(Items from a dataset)
* * * * * * *

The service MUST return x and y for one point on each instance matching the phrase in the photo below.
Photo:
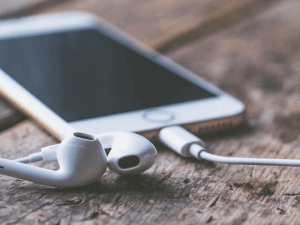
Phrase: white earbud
(130, 153)
(80, 156)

* * * * * * *

Nothing but the records themselves, exact and complete, should be returned; leave the pictures out.

The service MUST return x and y for one point on each instance matching the phrase in the photo below.
Photo:
Phrase: white earbud
(130, 153)
(80, 156)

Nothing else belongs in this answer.